#### [DOCUMENT PASSAGE]
What Is Abortion?

 

The politicization of women’s reproductive decisions is nothing new to me, or the countless people across the country who possess a uterus and have felt the fear of having their reproductive autonomy taken away at some point. This fact became all the more apparent as multiple states across the country have passed or come close to passing abortion bans. As a southern woman, these threats against reproductive autonomy are not new to me. In my home state of Kentucky, for the past few years, there has only been only one abortion clinic in the entire state, which is heavily over-regulated and protested. Additionally, my home state of Kentucky recently passed a “heartbeat bill” that only narrowly was blocked by a judge from being implemented. Nevertheless, it is still possible that the law could make it through this and be put into practice

Being raised in the south by religious parents, I have had to come to terms with the fact that some people, even those who say that they value women and their bodily rights, may disagree with me on the issue of abortion. While I am certainly pro-choice, I can understand why some people fundamentally disagree with me about whether a woman’s right to have an abortion is an ethical right or not. For this reason, I am not as angry at the bills that have been passed as I am at the people who have been given the power to pass them and the potential repercussions of their actions.

Currently, 71% of American lawmakers are men. Every person who voted in favor Alabama’s abortion bill was a man. With an issue that exclusively affects people with vaginas, the majority of whom are women, there is no reason that these decisions on reproductive issues should be made by people who neither possess a vagina nor have the education required to be an expert on how one functions. Many of the people who are in favor of these abortion laws seem to be completely in denial about the negative effects of banning abortions. Additionally, a number of outspoken pro-life politicians have even been discovered to have urged women in their life too get abortions behind closed doors.

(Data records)

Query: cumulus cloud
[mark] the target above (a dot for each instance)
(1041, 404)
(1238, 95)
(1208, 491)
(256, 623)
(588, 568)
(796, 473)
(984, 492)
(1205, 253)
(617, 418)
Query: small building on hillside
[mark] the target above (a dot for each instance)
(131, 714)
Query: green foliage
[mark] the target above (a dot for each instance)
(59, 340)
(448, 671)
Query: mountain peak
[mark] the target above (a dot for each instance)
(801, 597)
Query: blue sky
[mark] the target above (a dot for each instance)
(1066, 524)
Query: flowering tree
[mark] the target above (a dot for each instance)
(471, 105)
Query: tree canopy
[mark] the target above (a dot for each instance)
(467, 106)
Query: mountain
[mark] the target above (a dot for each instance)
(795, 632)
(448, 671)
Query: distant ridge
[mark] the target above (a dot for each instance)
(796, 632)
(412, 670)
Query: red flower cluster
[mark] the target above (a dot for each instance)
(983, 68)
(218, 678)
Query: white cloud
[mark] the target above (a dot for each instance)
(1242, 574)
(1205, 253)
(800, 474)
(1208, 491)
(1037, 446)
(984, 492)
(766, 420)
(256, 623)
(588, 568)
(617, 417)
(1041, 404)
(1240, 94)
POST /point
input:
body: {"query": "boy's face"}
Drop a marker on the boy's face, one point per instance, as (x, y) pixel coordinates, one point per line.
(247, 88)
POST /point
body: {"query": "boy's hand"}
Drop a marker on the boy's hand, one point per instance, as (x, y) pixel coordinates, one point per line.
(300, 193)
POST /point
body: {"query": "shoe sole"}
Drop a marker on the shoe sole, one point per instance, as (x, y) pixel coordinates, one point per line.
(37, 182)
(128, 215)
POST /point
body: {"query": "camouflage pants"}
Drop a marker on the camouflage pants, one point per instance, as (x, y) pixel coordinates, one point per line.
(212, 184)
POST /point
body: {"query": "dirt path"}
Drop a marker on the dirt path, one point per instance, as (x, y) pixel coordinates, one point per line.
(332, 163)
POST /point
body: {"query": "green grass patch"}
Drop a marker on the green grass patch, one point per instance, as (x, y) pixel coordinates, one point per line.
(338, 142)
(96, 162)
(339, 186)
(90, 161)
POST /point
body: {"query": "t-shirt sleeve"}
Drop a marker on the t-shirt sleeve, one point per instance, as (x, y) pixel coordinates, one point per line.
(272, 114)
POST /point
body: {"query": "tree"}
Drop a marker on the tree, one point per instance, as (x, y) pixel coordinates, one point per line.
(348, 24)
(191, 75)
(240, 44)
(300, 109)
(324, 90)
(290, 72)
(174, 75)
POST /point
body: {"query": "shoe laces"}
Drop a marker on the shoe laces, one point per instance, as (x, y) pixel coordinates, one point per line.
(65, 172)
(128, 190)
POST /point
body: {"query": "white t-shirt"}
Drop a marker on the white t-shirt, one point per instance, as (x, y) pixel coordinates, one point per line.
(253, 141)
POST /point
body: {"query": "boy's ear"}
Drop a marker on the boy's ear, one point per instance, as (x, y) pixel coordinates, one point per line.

#### [QUESTIONS]
a: According to the essay on abortion laws, what share of American lawmakers are men?
b: Proceed with the essay on abortion laws, writing on from its last sentence.
The records are separate material and have no connection to the essay on abortion laws.

#### [PER-TASK OUTPUTS]
a: 71%

b:
The sad truth is that the abortion debate is about so much more than the morality “killing a fetus.” It is about who deserves to have control over their own body and who does not. It is about who deserves to have sex weaponized as a punishment against them. We see it in how a major argument in support of the abortion ban in Alabama was that there was a “shortage” of healthy, white babies for wealthy families to adopt, as if the thousands of black and brown children in foster care are of no concern. We see it in how the villains in this discussion are often painted as Republican men, when in actuality, white women and the wealthy have also shown themselves as some of the most important actors in fighting abortion rights.

Abortion is not just a morality issue. It is a gender issue, a racial issue, a class issue, a public health issue, and so much more. If you truly feel that abortion, on a moral level, is wrong, I understand, but I urge you to think deeply about the kinds of people that these abortion bans hurt the most, and also to think deeply about the people and systems that these bans actually benefit.